→ Page text
%%
Understanding Google My Business & Local Search
Does Local need to be held to a higher standard? Matt McGee Responds
I have put the following to a number of folks whose opinion I respect.
Premise:
The internet is coming face to face with the communities we live in. Local is at the nexus of this juncture. With the iPhone we now listen to our music, answer our phones, read our email, look at our maps and browse the yellow pages. In the near future we will likely be using our iPhroid (or whatever the device will be called) to replace our wallet, the ATM machine and who knows what else. In the past we have been satisfied with search providing relevant results but we are now in a time when we expect the map and business listings to be not just relevant but correct as well.
Question:
As we move forward to what I call the age of the iPhroid with who knows what transactional and social capabilities, does Local need to be held to a higher standard to “truly†succeed and play a trusted role in our lives?
What is your opinion?
Here are the previous answers:
•Danny Sullivan & Chris Silver Smith
•Ahmed Farooq
•Miriam Ellis
•Bill Slawski
Matt McGee of SmallbusinessSEM now has the floor:
Matt: It would be great of Local could reach a higher standard, but no, I don’t believe Local needs to be held to a higher standard. It should be held to a high standard, of course, but I don’t believe it deserves special treatment; it doesn’t demand any higher standard than we expect from traditional search, e-mail, social networking, and the other tasks we do online each day.
Local, like any of those things, probably has to meet two standards:
1.) It has to be good enough most of the time.
2.) It has to maintain an appearance of relevancy (accuracy).
Look at Google: It’s not perfect, but the searching public has obviously decided it’s good enough most of the time. I don’t always find what I want via Google, but I succeed there often enough that I always start at Google. I’m guessing that’s a common experience among online searchers.
%%
→ Listed entries
%%
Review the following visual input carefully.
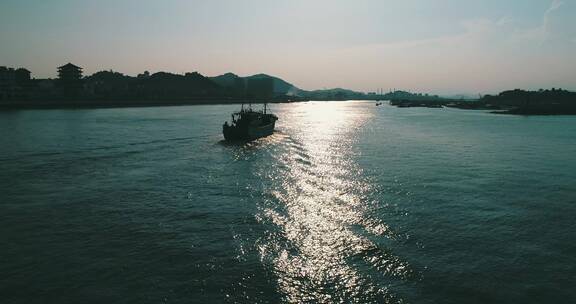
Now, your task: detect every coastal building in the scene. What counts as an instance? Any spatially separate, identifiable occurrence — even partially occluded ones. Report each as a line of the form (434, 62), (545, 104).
(58, 63), (82, 97)
(58, 63), (82, 83)
(0, 66), (31, 100)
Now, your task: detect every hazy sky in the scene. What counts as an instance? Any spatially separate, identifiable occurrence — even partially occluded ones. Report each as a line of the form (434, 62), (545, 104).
(0, 0), (576, 94)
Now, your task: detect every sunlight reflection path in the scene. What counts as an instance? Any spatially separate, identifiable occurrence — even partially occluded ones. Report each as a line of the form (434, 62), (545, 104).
(257, 103), (410, 303)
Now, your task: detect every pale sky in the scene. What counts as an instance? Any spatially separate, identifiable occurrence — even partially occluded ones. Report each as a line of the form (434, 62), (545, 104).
(0, 0), (576, 94)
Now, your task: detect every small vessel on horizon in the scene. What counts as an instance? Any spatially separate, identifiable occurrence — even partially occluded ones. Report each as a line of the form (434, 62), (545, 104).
(222, 103), (278, 141)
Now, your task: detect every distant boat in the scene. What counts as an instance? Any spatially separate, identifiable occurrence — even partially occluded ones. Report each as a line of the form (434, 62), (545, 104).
(222, 104), (278, 141)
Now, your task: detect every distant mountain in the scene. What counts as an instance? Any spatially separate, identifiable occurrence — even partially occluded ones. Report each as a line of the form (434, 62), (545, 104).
(210, 73), (303, 96)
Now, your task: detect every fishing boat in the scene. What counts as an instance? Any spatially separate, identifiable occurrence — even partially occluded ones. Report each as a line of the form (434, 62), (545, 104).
(222, 104), (278, 141)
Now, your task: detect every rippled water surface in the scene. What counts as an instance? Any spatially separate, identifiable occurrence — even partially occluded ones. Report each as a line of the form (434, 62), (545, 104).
(0, 102), (576, 303)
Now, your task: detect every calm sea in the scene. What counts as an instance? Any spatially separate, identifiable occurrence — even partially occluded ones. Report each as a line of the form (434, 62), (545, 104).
(0, 102), (576, 303)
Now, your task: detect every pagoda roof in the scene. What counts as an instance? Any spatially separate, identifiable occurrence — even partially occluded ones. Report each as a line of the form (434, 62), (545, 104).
(58, 62), (82, 70)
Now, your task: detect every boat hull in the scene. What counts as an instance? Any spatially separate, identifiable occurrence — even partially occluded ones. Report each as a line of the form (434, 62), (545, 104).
(222, 120), (276, 141)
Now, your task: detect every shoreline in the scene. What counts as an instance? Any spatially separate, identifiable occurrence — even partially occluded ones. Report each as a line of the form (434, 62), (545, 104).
(0, 100), (310, 111)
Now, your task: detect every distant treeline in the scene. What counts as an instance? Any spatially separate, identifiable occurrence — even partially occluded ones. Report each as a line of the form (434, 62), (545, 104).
(478, 88), (576, 114)
(390, 88), (576, 115)
(0, 63), (374, 107)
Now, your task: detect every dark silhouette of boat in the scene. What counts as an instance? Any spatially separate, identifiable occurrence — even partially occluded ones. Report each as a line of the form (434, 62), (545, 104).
(222, 104), (278, 141)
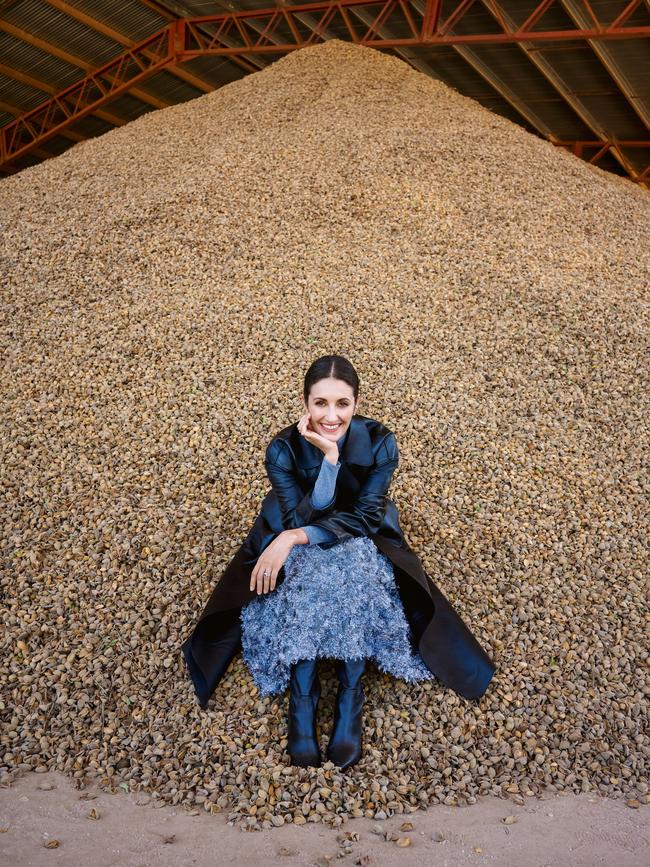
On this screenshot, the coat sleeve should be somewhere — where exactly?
[309,431,399,542]
[264,440,328,530]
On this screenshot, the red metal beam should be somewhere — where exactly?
[0,0,650,174]
[552,139,650,187]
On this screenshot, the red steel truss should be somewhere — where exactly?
[0,0,650,184]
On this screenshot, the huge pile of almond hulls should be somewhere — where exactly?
[0,40,650,828]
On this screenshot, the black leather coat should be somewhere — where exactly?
[182,415,495,707]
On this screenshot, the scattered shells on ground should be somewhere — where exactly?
[0,40,650,828]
%%
→ Exercise 1
List every person the article on Local search standards names as having already answered the question before Matt McGee.
→ Exercise 2
Write the next part of the article on Local search standards, starting after its last sentence.

→ Answer 1
Danny Sullivan, Chris Silver Smith, Ahmed Farooq, Miriam Ellis, Bill Slawski

→ Answer 2
Look at another vertical, like travel search: Among Orbitz, Expedia, Travelocity, and others, which one offers the best fares? Which one offers the best options? The best tools? I have no clue. But I use Orbitz as my starting point because it’s always been good enough. It gives me the info. I need to choose an airport and/or an airline when multiple options are available. Then I go to the airline web site to make my reservation because I believe it’ll be less expensive that way. But sometimes the process isn’t clean; it breaks down, and what I find on the airline site doesn’t match what Orbitz told me. Still, I don’t hold the Travel vertical to any higher standard; I use it the same way I would any other online tool.
I would assume Local to develop in the same way, particularly where mobile search is concerned. Am I going to stop performing local searches on my iPhone just because every once in a while the directions are off, or the business’s phone number has changed? I can’t imagine I would stop, and I can’t imagine anyone else would, either.
Spam hasn’t stopped me from using and relying on e-mail. We accept spam as part of the convenience of e-mail. Likewise, I bet we’ll accept the occasional wrong left turn, the occasional wrong address, the occasional product that is not really in stock, and whatever other flaws will exist as Local continues to develop over time. We tend to be very forgiving, us humans.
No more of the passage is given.